» **PROBLEM DESCRIPTION**:
Reproduce the records from the first line up to and including the line with "[(171, 137), (155, 122)]", keeping every character unchanged.
* start ITEMS *
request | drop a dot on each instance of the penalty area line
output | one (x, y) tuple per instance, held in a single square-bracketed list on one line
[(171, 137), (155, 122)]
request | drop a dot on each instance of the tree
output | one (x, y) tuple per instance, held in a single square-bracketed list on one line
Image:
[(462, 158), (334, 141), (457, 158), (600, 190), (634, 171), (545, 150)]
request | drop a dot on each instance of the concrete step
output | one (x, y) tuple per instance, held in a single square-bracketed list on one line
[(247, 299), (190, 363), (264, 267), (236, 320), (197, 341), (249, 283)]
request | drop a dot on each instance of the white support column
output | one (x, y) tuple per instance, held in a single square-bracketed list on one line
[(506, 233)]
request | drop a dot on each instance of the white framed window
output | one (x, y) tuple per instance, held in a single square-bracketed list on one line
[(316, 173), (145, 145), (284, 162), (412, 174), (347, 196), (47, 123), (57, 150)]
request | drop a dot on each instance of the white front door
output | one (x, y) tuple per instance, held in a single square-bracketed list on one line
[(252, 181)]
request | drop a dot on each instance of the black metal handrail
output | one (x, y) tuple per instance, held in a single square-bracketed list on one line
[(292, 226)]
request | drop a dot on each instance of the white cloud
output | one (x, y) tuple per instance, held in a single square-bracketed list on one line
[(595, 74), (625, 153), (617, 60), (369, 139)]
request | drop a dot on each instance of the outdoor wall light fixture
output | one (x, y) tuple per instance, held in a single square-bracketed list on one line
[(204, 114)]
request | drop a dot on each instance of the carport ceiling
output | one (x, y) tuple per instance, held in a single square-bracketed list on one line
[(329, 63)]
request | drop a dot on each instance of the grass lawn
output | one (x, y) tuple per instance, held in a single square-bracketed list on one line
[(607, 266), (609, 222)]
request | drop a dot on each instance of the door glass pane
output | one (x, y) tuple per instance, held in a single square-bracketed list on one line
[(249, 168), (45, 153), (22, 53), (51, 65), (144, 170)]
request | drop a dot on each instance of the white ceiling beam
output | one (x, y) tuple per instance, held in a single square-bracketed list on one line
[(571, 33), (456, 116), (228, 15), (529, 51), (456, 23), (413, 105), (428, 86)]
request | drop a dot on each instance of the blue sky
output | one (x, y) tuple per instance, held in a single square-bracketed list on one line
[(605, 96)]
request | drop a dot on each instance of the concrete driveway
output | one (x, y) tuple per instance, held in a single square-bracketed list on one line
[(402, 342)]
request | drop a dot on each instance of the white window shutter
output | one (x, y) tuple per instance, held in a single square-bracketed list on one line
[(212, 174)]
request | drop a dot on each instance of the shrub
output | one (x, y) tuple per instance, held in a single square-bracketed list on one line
* end ITEMS *
» **TASK RESPONSE**:
request | drop a dot on each instance of the penalty area line
output | one (x, y) tuple per instance, held in a single square-bracketed list on one line
[(171, 137), (155, 122)]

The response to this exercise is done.